--- Begin Exercise inputs ---

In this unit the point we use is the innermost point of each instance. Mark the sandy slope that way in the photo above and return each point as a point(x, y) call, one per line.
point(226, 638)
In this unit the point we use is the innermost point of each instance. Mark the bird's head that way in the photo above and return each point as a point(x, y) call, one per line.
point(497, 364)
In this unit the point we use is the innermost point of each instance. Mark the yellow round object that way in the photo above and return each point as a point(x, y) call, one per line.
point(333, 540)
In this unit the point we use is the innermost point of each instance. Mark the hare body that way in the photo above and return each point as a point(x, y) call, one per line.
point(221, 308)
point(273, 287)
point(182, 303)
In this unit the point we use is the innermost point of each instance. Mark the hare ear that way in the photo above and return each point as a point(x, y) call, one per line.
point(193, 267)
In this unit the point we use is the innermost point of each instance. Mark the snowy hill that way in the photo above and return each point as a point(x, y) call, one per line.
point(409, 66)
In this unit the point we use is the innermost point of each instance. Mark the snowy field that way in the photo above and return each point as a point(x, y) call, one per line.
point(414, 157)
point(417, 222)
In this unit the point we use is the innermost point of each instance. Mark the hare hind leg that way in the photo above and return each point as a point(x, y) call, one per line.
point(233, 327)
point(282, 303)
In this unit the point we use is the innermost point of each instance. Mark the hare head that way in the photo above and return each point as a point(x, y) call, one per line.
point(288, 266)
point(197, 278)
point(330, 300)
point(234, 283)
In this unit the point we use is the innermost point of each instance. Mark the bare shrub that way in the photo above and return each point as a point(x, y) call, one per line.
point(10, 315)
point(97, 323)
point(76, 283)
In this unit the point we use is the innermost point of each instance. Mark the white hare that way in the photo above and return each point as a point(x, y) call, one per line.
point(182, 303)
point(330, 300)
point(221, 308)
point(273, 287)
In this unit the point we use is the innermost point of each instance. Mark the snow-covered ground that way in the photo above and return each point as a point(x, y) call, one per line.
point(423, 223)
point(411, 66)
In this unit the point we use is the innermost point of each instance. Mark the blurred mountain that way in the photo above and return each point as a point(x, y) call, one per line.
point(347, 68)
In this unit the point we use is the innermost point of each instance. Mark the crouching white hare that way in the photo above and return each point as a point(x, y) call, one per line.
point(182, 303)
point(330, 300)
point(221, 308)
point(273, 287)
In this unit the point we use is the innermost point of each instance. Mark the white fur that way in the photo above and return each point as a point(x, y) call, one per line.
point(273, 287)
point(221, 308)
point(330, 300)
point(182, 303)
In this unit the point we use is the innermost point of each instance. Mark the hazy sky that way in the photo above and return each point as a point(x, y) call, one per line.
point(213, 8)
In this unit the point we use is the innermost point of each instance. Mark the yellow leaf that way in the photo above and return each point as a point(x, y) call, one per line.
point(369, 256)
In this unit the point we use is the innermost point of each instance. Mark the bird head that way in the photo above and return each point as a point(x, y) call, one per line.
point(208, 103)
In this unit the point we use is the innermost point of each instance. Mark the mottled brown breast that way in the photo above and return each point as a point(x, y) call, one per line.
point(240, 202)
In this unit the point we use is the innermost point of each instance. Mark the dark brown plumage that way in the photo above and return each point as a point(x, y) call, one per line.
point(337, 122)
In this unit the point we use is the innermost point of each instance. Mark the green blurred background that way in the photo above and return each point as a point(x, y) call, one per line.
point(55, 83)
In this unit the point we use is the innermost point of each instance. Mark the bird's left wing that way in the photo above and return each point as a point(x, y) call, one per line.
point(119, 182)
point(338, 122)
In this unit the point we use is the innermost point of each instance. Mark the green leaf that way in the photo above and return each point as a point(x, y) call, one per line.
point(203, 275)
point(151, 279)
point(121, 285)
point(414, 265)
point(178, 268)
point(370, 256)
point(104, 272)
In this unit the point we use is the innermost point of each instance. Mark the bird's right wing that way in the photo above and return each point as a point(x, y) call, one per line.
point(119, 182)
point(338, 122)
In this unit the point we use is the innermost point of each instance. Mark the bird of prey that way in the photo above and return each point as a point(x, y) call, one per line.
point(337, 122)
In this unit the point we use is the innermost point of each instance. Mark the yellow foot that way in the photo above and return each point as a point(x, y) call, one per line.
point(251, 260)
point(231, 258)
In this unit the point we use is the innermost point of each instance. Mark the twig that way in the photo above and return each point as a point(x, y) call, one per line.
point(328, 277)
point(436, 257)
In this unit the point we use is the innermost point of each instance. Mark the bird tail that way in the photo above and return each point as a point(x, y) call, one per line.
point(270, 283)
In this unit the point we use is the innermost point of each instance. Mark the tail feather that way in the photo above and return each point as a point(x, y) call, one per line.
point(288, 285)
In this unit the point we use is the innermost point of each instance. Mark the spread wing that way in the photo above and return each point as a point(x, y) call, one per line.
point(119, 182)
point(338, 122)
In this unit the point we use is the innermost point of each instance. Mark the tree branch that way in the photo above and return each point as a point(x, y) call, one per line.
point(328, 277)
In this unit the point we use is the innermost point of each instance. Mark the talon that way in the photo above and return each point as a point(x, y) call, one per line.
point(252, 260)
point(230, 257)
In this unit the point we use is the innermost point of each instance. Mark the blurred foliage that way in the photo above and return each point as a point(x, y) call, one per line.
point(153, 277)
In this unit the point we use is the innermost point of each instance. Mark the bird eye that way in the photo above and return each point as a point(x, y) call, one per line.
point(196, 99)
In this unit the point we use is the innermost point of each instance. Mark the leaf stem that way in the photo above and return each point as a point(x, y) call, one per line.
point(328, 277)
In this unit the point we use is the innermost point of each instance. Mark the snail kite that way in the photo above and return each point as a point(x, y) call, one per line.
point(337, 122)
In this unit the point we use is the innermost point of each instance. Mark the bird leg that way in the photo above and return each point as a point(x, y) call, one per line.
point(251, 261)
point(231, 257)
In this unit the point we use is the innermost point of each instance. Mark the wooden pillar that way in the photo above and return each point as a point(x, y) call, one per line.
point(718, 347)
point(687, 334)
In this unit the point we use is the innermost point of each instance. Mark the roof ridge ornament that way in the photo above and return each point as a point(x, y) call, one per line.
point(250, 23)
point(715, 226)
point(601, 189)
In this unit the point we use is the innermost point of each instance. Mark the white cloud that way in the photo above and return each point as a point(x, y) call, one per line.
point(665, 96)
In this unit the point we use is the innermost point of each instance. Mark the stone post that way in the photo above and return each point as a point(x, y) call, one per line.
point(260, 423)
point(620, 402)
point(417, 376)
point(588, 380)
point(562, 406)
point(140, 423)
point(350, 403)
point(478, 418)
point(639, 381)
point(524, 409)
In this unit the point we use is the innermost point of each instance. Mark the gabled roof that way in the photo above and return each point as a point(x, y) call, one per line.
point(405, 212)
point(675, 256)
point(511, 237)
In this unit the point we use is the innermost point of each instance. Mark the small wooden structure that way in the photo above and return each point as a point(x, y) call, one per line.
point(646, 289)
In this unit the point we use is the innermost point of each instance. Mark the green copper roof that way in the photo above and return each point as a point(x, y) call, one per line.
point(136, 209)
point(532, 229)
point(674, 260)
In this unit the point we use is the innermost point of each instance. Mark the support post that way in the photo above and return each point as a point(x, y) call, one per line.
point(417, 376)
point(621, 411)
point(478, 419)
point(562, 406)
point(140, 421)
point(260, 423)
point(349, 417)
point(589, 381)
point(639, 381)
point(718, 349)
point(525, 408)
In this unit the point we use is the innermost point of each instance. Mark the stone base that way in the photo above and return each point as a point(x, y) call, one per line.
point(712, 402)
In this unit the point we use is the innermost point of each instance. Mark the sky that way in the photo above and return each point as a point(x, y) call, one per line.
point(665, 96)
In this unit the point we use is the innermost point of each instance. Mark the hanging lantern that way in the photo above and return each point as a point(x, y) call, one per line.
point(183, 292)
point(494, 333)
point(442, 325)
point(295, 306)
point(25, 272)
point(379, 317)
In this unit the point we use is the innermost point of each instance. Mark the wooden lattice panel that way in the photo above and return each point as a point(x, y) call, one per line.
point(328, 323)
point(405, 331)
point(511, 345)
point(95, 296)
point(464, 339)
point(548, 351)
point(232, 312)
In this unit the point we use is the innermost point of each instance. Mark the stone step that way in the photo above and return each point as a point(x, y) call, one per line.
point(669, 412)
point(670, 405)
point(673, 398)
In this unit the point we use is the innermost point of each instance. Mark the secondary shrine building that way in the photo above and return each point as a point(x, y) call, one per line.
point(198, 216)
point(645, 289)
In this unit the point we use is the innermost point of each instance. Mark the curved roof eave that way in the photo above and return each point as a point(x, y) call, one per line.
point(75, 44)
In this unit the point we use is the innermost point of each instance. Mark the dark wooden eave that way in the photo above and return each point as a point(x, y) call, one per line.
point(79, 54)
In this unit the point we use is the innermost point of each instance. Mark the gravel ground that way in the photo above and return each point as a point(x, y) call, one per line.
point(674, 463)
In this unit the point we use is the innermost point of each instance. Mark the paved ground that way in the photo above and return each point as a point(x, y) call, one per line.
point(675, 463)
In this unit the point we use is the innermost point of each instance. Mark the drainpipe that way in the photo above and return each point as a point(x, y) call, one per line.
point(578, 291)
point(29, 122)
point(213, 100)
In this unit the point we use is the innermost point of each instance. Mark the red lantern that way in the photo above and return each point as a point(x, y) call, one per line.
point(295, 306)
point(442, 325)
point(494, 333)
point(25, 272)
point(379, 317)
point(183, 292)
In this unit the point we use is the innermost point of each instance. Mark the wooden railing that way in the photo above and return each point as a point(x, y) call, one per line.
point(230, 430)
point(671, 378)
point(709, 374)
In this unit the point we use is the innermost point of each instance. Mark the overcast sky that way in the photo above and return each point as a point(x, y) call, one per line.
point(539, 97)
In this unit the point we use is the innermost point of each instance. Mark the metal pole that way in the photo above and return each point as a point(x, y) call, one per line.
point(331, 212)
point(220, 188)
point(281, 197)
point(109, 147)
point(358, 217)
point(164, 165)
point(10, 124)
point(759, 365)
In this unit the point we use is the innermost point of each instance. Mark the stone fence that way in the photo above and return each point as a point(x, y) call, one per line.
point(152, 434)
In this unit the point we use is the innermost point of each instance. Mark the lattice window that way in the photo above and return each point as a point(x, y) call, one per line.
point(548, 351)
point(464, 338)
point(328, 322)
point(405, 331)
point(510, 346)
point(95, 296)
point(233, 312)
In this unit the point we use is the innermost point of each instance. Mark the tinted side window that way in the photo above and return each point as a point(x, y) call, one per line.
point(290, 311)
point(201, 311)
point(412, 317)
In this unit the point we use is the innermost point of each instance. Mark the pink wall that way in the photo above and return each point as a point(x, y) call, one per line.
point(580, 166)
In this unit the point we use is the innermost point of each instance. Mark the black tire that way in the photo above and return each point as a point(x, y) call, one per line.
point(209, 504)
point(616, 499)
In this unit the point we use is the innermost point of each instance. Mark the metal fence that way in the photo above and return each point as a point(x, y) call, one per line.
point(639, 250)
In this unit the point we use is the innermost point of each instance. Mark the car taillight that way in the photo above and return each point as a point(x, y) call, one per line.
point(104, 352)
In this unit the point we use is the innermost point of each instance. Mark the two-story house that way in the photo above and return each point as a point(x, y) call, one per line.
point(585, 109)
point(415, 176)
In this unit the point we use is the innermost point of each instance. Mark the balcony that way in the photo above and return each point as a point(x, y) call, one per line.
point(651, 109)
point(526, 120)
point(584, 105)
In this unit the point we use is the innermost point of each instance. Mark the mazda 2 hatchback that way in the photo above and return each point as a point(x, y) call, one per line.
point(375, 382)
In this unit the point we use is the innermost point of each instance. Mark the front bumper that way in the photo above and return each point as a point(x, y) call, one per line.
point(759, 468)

--- End Exercise inputs ---

> **Aim of the exercise**: Please swap "hind leg" for "back leg" and give back only the lines that begin at the one containing "the snowy hill" and stop after the one containing "point(282, 303)". Leave everything else in them unchanged.

> **Response to the exercise**:
In this unit the point we use is the innermost point of each instance. Mark the snowy hill that way in the photo above and return each point as a point(x, y) call, one per line.
point(409, 66)
In this unit the point we use is the innermost point of each instance. Mark the snowy field that way in the photo above and return each point as a point(x, y) call, one per line.
point(414, 157)
point(417, 222)
In this unit the point we use is the innermost point of each instance. Mark the hare back leg that way in the photo above and return each point as a point(x, y) call, one per line.
point(233, 327)
point(282, 303)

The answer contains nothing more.